THE TASK →
For this exercise, please reproduce the records below word for word, from the first line through the line with "man carrying fishing".

----

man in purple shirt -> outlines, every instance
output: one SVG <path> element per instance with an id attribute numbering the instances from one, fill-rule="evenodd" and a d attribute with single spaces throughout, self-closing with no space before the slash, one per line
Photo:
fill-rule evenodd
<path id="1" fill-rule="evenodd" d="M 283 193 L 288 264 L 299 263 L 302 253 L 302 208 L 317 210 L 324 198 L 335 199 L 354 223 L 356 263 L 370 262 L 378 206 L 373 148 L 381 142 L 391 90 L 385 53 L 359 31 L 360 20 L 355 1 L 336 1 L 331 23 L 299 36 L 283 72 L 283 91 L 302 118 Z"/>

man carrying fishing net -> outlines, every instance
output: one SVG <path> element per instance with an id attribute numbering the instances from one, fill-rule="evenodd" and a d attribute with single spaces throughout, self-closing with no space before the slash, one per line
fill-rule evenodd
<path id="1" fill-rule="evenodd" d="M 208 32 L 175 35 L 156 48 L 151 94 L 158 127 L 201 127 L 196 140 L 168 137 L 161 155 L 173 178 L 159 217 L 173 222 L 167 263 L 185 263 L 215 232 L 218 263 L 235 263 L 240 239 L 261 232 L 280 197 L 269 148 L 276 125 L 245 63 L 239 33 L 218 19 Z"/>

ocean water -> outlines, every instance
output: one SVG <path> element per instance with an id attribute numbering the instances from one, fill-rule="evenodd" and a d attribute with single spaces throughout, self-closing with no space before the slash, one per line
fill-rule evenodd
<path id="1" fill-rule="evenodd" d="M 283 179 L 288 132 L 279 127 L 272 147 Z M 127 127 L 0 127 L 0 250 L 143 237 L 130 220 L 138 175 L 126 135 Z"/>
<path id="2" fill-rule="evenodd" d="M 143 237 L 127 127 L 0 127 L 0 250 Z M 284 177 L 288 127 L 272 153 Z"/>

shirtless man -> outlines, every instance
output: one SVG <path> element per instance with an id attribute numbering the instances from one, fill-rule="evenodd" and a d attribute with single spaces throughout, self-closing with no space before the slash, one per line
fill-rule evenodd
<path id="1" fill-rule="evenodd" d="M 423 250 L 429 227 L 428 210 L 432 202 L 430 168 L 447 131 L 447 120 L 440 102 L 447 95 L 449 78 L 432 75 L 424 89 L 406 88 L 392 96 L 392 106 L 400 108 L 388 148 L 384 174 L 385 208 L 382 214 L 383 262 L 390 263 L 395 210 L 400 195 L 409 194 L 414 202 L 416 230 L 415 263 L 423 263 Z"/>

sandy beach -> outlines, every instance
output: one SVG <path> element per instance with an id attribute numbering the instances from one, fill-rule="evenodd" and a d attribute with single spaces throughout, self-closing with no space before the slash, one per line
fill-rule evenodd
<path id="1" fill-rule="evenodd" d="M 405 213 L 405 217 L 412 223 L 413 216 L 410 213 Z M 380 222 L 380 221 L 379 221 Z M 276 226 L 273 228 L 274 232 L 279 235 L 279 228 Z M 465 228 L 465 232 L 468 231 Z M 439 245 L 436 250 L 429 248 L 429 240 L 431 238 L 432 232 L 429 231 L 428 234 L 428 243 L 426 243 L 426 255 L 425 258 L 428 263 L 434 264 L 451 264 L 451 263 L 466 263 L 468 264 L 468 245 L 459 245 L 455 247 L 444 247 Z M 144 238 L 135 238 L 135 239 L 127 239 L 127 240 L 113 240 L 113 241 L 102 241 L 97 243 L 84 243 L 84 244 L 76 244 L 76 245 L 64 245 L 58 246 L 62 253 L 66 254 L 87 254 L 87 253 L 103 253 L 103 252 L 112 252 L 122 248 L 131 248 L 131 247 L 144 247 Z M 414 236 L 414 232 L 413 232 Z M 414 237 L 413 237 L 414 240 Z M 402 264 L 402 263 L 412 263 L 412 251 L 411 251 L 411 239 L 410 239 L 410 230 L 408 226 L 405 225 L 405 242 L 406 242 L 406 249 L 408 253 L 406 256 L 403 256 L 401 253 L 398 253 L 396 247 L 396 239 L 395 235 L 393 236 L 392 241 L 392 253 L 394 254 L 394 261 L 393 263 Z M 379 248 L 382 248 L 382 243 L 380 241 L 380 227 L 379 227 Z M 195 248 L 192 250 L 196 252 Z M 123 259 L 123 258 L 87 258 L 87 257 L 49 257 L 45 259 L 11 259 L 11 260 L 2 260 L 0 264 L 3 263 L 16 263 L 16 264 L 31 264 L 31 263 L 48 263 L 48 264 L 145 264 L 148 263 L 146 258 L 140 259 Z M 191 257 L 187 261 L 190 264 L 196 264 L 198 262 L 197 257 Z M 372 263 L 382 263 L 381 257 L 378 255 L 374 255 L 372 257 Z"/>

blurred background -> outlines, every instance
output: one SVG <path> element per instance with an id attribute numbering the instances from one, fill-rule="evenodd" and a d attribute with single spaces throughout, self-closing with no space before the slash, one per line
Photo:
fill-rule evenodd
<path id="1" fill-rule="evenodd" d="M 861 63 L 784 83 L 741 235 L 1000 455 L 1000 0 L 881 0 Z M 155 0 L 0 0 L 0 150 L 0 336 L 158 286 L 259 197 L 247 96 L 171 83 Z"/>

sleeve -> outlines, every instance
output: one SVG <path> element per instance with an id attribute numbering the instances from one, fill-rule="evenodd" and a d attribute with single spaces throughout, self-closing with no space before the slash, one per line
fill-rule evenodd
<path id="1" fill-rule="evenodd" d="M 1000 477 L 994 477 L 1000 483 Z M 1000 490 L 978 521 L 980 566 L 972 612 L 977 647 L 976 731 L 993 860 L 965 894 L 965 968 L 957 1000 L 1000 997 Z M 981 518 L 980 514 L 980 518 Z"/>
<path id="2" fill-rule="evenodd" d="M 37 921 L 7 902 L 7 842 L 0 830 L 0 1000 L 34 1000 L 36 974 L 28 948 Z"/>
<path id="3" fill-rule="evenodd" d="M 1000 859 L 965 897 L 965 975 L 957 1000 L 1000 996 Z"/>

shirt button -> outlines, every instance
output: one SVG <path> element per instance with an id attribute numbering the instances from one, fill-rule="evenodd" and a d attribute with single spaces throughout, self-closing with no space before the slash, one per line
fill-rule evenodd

----

TASK RESPONSE →
man in purple shirt -> outlines, every instance
output: one SVG <path> element per instance with an id attribute numbering the instances from one, fill-rule="evenodd" and a d attribute with single spaces throughout, self-closing with no space before the slash, one per line
Photo:
fill-rule evenodd
<path id="1" fill-rule="evenodd" d="M 283 193 L 288 264 L 299 263 L 302 253 L 302 208 L 317 210 L 324 198 L 335 199 L 354 223 L 356 263 L 370 262 L 378 206 L 373 148 L 381 142 L 391 90 L 385 53 L 359 31 L 360 20 L 355 1 L 336 1 L 331 23 L 299 36 L 283 72 L 283 91 L 302 118 Z"/>

man carrying fishing net -> outlines, every instance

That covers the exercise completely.